> [What to produce] What is wanted is an exact copy of all the entries.

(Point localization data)
BEGIN
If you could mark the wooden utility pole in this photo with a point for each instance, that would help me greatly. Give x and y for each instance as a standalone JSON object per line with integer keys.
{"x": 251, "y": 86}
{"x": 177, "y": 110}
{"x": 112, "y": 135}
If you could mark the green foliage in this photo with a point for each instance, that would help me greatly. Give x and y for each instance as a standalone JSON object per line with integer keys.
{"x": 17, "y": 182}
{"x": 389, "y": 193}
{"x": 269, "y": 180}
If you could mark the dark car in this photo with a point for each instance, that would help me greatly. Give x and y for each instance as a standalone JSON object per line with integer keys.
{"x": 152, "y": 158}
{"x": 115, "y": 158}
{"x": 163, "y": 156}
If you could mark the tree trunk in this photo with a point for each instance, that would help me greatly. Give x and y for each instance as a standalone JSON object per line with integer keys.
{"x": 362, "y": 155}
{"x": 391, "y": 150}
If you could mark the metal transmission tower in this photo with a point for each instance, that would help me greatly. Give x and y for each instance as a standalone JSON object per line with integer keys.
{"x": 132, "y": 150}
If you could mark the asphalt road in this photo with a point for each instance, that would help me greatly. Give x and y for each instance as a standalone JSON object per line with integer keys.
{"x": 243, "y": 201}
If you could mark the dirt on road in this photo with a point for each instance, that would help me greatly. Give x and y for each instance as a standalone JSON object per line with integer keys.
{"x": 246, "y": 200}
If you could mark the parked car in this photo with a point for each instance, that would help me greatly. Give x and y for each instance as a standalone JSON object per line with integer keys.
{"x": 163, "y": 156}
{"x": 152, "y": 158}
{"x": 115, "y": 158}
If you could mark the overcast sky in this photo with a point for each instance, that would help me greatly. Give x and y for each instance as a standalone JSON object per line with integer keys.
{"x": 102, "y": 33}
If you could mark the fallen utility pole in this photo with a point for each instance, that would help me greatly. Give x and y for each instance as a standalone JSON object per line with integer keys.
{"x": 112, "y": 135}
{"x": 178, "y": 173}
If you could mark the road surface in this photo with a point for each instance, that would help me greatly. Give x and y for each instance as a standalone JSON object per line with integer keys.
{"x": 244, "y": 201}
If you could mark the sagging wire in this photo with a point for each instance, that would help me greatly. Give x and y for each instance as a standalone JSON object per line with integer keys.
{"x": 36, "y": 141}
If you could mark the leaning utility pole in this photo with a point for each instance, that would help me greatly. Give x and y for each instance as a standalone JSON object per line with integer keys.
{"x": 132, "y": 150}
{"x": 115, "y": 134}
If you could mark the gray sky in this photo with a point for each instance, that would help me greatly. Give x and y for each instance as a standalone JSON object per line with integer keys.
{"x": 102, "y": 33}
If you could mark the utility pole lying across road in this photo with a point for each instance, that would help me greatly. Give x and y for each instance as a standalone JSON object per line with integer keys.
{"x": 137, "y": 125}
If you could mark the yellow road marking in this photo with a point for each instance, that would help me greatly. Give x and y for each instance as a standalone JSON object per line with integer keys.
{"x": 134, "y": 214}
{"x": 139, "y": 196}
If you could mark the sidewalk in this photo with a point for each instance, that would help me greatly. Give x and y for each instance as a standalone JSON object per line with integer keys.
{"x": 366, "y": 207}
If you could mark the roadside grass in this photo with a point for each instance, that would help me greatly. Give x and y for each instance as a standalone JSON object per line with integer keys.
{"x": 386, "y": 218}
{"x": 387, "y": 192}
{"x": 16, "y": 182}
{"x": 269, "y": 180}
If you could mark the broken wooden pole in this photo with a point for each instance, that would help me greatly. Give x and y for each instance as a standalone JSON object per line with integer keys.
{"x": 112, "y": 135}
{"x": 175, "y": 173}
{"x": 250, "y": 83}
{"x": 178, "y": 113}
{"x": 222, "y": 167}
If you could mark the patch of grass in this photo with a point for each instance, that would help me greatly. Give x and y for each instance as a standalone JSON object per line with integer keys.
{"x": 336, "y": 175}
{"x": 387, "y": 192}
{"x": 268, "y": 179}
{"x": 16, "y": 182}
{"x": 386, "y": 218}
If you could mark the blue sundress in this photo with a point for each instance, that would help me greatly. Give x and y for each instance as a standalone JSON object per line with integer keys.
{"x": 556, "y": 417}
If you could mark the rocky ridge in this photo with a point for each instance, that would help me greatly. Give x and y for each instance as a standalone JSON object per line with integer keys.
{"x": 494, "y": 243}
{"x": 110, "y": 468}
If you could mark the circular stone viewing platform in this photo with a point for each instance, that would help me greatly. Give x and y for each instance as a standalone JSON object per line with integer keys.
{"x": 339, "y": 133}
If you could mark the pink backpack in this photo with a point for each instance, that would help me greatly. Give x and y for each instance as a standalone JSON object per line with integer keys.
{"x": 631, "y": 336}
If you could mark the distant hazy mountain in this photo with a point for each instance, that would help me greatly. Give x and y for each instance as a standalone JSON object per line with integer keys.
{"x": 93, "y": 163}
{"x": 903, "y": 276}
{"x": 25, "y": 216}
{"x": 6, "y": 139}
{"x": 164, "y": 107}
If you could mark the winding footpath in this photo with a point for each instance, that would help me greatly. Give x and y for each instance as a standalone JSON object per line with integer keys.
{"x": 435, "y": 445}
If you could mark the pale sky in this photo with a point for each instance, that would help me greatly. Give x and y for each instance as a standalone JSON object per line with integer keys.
END
> [Solution for this exercise]
If you could mark the wooden utility pole in this photo with a point for each instance, that would help me greatly. Give x and y for each instance as a standalone JSON object per line with integer keys.
{"x": 251, "y": 86}
{"x": 177, "y": 110}
{"x": 112, "y": 135}
If you could mark the green foliage in this photo with a point for each instance, that would help me greatly. Give x and y for each instance as a standalone JSON object per line with integer keys.
{"x": 17, "y": 182}
{"x": 389, "y": 193}
{"x": 269, "y": 180}
If you could mark the dark car in this photo with a point for each instance, that would help me greatly. Give x and y for each instance as a standalone JSON object per line with integer keys.
{"x": 152, "y": 158}
{"x": 115, "y": 158}
{"x": 163, "y": 156}
If you could mark the tree trunk in this photo with a point for each instance, that would help me greatly. Give x and y for each instance as a standalone JSON object per line with integer keys.
{"x": 362, "y": 155}
{"x": 391, "y": 150}
If you could mark the metal transmission tower in this photo with a point for each instance, that would help me greatly. Give x and y for each instance as a standalone JSON object per line with integer keys.
{"x": 132, "y": 150}
If you could mark the asphalt road in this photo with a point for each instance, that would help me greatly. Give x and y for each instance as a standalone JSON object per line with integer keys.
{"x": 243, "y": 201}
If you could mark the dirt on road in this photo with a point for each instance, that would help me greatly. Give x and y for each instance as a standalone JSON object per line with integer keys.
{"x": 246, "y": 200}
If you could mark the parked car in this photo with a point for each instance, that would help me greatly. Give x and y for each instance as a standalone JSON object per line with integer keys.
{"x": 163, "y": 156}
{"x": 152, "y": 158}
{"x": 115, "y": 158}
If you could mark the overcast sky in this photo with a point for each instance, that would help me greatly. Give x and y for each instance as a standalone JSON object per line with integer keys.
{"x": 102, "y": 33}
If you could mark the fallen utility pole in this photo with a point for each instance, that would help me greatly. Give x and y for each instance as a standalone JSON object per line with integer keys.
{"x": 112, "y": 135}
{"x": 178, "y": 173}
If you could mark the road surface in this photo with a point for each instance, that would help me greatly. Give x and y for each instance as a standalone JSON object per line with integer keys.
{"x": 244, "y": 201}
If you could mark the sagging wire in this photo with a point for each instance, that would help me greatly. Give x and y for each instance as a standalone JSON object per line with integer keys.
{"x": 36, "y": 141}
If you could mark the leaning utility pole in this photo with a point for each instance, that would help me greatly. Give x and y for each instance as a standalone JSON object per line with integer keys.
{"x": 132, "y": 150}
{"x": 115, "y": 134}
If you could mark the gray sky in this photo with a point for each instance, that would help me greatly. Give x and y for each instance as a standalone JSON object per line with integer keys.
{"x": 102, "y": 33}
If you could mark the utility pole lying across road in this photo with a point for each instance, that would help me greatly. Give x and y for each instance as a standalone JSON object per line with integer keys.
{"x": 137, "y": 125}
If you could mark the yellow road marking in this photo with a point for each instance, that would help me greatly. Give x and y for each instance as a standalone JSON object per line with integer keys.
{"x": 134, "y": 214}
{"x": 139, "y": 196}
If you could mark the sidewalk in this photo with a point for each instance, that would help me greatly. Give x and y for each instance as a standalone JSON object per line with integer keys.
{"x": 366, "y": 207}
If you could mark the roadside grass in this photo with a point for each instance, that would help me greatly. Give x and y for each instance as a standalone JSON object per line with integer keys.
{"x": 386, "y": 218}
{"x": 387, "y": 192}
{"x": 16, "y": 182}
{"x": 269, "y": 180}
If you could mark the broken wooden pole in this photo with a point for each instance, that would help me greatly. Give x and y for each instance as a standalone JSON object per line with integer keys.
{"x": 112, "y": 135}
{"x": 175, "y": 173}
{"x": 250, "y": 83}
{"x": 178, "y": 113}
{"x": 222, "y": 167}
If you could mark the patch of grass in this photo with a point for each instance, that would help me greatly. Give x and y for each instance as a standalone JSON object per line with integer keys.
{"x": 336, "y": 175}
{"x": 387, "y": 192}
{"x": 268, "y": 179}
{"x": 16, "y": 182}
{"x": 386, "y": 218}
If you could mark the blue sundress in this photo with a point for each instance, that would help me greatly. Give x and y for each instance as a standalone JSON object per line with integer keys.
{"x": 556, "y": 417}
If you could mark the rocky ridge in this photo with a point for each instance, that would help me greatly. Give x and y for each instance as a standalone JSON object per line with integer keys.
{"x": 494, "y": 243}
{"x": 110, "y": 468}
If you could mark the circular stone viewing platform in this photo with a point for each instance, that would help me greatly. Give x and y for each instance as a standalone JSON object per line with integer keys.
{"x": 339, "y": 133}
If you could mark the pink backpack in this photo with a point for each instance, that would help me greatly. Give x and y for each instance as a standalone JSON object per line with integer keys.
{"x": 631, "y": 336}
If you could mark the distant hazy mountain in this photo with a point for each instance, that would help me greatly. Give x and y for each instance as a standalone JSON object per line with integer keys.
{"x": 93, "y": 163}
{"x": 903, "y": 276}
{"x": 25, "y": 216}
{"x": 6, "y": 139}
{"x": 164, "y": 107}
If you could mark the winding footpath in this photo with a point for each instance, that would help me greatly. Give x and y for each instance as a standalone JSON object per line with integer keys.
{"x": 435, "y": 445}
If you could mark the pale sky in this photo with a point for each instance, that would help me greatly. Give x and y for each instance as a standalone JSON object per line with integer keys.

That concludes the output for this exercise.